Short problem ▸ Please format the lines from the start of the rows through the line containing "225L54 231L59 245L70" as a Markdown table with the columns No. and Line. Number each line and leave out blank lines.

------------------------------------------------

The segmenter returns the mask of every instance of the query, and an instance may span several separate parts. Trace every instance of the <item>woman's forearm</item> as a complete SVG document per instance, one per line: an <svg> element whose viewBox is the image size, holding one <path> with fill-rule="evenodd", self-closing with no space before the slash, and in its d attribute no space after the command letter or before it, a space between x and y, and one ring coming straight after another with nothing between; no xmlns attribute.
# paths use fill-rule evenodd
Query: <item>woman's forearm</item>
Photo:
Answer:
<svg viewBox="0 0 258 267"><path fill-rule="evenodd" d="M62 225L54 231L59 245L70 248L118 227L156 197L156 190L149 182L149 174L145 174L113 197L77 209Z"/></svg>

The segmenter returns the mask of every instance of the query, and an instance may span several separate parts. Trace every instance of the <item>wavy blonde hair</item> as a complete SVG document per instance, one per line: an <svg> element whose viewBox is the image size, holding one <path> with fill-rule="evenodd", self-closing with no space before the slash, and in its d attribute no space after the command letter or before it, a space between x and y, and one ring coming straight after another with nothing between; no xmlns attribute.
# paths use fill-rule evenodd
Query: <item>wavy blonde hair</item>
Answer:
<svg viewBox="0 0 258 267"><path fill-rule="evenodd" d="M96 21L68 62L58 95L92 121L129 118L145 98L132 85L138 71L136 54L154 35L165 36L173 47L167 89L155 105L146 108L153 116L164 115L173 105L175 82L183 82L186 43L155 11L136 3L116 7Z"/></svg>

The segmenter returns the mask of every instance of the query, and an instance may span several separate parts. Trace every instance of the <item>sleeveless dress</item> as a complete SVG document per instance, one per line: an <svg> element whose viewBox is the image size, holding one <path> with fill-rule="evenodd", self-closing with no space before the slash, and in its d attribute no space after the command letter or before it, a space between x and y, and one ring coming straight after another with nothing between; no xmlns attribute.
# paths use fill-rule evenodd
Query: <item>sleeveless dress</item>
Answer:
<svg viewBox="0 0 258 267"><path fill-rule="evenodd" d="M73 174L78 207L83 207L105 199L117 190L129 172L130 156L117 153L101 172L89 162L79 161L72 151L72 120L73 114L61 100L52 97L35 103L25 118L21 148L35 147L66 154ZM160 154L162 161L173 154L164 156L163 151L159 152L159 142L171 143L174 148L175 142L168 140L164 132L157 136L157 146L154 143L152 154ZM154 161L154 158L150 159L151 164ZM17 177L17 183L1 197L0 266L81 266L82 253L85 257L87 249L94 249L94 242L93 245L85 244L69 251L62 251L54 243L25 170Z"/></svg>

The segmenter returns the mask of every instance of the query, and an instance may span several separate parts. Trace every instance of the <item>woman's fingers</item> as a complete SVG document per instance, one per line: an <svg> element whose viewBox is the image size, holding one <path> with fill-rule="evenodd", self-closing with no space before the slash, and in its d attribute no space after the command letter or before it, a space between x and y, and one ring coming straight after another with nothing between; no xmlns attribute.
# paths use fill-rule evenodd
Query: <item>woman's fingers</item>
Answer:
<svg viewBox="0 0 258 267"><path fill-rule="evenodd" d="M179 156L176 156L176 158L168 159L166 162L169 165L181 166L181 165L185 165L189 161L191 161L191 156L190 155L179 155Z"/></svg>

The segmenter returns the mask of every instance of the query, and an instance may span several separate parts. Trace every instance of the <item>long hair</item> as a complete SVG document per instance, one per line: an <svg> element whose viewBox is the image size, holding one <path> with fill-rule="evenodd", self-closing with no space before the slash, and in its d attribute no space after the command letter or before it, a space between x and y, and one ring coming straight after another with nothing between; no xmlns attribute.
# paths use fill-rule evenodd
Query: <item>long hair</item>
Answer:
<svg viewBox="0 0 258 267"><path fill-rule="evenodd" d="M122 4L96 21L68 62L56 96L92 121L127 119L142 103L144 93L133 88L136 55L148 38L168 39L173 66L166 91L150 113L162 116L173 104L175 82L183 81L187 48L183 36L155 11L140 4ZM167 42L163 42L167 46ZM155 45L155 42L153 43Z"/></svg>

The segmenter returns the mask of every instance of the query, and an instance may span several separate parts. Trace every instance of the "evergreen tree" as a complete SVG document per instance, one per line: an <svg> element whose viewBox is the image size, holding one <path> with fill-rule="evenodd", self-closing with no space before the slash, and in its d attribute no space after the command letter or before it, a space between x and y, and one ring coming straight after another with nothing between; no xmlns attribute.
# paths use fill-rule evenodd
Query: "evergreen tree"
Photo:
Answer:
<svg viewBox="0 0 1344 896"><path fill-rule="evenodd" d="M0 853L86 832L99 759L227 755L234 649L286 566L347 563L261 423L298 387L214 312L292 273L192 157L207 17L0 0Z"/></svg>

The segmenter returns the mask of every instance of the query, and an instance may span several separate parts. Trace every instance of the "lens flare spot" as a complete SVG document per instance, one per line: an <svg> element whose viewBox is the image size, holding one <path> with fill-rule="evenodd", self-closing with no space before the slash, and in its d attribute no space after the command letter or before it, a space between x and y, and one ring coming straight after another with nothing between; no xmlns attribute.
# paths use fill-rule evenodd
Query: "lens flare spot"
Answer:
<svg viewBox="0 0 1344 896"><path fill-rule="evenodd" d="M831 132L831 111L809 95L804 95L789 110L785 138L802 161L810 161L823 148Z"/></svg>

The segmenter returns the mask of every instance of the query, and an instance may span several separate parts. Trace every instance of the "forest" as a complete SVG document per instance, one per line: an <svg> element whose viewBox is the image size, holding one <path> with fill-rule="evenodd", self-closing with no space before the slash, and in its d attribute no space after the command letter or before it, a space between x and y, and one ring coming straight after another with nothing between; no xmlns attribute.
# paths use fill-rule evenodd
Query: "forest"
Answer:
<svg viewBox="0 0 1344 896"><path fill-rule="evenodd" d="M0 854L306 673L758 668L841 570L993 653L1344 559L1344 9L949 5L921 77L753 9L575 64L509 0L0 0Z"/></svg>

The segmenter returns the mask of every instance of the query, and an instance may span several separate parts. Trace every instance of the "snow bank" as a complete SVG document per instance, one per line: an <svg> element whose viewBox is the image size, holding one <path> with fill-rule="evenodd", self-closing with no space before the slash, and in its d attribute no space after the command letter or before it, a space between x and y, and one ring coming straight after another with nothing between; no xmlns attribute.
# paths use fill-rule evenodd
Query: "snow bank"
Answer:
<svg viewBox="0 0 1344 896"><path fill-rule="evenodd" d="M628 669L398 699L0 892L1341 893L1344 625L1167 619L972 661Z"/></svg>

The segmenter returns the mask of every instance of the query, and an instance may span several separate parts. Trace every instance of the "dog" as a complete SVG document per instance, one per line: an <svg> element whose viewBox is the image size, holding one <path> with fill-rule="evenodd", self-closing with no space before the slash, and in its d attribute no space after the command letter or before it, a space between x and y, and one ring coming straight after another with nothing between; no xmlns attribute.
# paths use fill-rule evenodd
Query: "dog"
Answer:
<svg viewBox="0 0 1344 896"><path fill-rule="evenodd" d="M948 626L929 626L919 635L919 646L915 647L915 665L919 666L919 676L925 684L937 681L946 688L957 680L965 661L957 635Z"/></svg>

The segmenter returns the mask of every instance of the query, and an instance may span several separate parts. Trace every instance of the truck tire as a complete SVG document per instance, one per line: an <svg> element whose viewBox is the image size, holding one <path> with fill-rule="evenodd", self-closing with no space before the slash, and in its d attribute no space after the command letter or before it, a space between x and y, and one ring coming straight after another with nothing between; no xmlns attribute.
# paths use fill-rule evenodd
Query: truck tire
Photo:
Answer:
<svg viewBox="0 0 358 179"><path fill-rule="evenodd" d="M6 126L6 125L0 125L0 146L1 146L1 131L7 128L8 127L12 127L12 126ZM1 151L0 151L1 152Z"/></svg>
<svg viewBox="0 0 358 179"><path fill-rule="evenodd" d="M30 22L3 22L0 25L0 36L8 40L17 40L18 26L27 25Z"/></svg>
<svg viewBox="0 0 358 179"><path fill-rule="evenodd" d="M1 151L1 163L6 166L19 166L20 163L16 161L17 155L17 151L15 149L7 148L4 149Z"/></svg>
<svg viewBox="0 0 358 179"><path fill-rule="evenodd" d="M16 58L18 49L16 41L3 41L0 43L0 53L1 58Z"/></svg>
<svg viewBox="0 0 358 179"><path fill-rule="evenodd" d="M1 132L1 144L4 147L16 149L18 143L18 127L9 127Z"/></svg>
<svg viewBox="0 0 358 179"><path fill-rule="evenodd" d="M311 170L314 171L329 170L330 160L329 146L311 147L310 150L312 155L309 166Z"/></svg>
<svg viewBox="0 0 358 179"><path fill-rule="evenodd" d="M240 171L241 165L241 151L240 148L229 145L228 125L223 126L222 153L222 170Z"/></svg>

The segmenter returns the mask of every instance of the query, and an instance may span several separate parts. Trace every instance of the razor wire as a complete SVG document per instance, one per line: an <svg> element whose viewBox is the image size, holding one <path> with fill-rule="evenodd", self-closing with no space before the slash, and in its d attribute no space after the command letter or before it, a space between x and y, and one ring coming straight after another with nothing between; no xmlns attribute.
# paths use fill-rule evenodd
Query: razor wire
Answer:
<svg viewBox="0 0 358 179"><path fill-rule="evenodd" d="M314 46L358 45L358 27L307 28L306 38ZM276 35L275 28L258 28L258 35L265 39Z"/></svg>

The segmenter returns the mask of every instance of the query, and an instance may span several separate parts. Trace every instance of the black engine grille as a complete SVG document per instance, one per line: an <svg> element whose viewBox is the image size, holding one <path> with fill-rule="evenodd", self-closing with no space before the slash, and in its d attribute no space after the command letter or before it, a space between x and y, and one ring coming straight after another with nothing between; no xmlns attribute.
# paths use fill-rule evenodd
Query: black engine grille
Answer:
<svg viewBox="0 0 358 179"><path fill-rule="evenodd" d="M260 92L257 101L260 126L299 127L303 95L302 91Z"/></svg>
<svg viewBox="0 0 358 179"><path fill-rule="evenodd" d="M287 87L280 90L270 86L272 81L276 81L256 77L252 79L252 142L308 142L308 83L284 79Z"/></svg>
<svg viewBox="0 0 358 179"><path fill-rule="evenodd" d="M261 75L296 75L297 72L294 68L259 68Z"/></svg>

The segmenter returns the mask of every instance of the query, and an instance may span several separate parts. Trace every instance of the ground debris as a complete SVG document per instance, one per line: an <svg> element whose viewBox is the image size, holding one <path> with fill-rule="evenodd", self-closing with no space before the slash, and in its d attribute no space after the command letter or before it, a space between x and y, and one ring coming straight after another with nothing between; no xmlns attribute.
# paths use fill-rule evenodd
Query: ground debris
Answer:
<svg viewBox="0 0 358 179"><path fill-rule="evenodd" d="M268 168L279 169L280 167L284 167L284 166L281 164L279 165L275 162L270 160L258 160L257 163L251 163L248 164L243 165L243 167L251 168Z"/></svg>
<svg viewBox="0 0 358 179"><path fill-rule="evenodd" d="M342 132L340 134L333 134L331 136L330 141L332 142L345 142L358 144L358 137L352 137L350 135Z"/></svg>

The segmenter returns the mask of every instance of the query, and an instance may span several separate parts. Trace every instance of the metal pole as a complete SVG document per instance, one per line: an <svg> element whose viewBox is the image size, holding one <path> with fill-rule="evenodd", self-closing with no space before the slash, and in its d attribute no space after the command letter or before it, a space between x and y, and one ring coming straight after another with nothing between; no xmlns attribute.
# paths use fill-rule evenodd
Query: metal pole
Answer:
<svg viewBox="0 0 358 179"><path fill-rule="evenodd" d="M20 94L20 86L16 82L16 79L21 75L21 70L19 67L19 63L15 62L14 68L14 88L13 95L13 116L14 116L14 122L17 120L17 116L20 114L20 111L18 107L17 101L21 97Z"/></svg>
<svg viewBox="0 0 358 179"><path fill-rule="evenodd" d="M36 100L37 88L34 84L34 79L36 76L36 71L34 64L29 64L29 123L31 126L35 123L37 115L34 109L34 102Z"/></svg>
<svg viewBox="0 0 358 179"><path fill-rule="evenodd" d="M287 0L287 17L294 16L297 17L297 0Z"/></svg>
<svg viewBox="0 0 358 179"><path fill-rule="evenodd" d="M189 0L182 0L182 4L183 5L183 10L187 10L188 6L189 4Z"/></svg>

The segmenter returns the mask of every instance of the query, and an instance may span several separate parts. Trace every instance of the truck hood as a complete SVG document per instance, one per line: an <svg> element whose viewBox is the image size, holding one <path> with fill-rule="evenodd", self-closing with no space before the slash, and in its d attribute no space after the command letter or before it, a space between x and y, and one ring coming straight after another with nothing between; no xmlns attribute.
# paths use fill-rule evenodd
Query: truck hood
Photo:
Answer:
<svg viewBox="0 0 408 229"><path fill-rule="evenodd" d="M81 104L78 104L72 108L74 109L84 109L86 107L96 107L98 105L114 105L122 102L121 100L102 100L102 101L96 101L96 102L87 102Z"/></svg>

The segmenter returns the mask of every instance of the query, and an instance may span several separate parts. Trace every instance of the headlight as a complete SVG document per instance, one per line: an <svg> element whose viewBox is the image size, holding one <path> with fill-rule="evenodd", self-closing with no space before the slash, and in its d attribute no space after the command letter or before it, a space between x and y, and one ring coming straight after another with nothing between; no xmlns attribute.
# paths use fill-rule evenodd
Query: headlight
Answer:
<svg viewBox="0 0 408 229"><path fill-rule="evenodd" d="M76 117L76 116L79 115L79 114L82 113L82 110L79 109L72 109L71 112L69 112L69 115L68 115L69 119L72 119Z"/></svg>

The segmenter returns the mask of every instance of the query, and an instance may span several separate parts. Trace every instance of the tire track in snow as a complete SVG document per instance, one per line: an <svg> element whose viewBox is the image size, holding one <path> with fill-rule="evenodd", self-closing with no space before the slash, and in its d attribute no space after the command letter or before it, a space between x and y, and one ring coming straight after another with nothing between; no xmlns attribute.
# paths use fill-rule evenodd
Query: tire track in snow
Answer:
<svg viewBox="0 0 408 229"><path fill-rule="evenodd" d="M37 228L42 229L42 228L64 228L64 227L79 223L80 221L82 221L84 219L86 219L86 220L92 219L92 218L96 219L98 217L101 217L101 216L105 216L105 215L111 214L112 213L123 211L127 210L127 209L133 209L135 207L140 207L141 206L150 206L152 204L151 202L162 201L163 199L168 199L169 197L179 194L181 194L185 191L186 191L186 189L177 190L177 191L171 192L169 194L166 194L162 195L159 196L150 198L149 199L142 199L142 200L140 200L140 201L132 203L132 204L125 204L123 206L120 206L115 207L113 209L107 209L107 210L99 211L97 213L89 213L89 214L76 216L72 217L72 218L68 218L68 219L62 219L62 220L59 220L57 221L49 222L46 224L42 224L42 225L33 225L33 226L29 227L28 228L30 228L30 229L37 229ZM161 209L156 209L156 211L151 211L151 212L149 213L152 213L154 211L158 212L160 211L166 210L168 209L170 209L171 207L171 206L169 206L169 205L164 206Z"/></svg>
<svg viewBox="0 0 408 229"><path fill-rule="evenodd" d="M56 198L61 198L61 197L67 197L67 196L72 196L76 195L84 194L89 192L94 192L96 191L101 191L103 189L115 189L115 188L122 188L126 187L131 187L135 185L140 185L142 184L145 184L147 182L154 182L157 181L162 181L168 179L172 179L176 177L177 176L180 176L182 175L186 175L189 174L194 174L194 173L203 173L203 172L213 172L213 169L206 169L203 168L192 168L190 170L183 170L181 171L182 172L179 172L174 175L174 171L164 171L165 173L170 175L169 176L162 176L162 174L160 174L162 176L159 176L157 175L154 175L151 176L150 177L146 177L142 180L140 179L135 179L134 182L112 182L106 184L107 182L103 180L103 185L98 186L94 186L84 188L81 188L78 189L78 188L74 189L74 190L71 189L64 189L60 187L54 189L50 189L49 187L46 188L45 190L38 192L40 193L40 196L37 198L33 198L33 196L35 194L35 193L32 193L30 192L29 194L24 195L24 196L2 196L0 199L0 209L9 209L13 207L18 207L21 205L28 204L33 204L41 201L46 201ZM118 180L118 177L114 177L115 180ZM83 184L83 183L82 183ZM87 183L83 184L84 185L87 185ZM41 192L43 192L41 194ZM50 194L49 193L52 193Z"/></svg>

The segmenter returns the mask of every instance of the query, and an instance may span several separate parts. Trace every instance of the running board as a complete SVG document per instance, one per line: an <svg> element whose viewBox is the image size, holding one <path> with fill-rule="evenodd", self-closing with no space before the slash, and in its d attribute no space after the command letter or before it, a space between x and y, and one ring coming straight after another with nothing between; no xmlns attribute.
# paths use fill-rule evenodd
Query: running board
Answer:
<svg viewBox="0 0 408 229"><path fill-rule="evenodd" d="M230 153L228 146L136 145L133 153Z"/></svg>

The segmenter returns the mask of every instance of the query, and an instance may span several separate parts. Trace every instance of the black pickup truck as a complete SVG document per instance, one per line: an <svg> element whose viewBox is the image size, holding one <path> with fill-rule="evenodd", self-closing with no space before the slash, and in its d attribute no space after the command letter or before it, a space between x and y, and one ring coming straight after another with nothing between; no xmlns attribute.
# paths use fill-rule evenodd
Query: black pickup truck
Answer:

------------------------------------------------

Output for this task ▸
| No. | Line |
|---|---|
| 1 | The segmenter returns the mask of every instance of the query, and an instance may span several separate parts. Trace every instance of the <item>woman's forearm</item> as a complete SVG document per instance, one per line: an <svg> element whose viewBox is the image size, holding one <path> with fill-rule="evenodd", self-closing with no space before the slash, and in its d attribute no space after the command letter or before it, a space between x and y, and one ring coming straight after another with nothing between; no xmlns attribute. |
| 2 | # paths use fill-rule evenodd |
| 3 | Query: <item>woman's forearm</item> |
| 4 | Photo: |
| 5 | Answer: |
| 6 | <svg viewBox="0 0 258 267"><path fill-rule="evenodd" d="M62 225L54 231L59 245L70 248L118 227L156 197L156 190L149 182L149 174L145 174L113 197L77 209Z"/></svg> |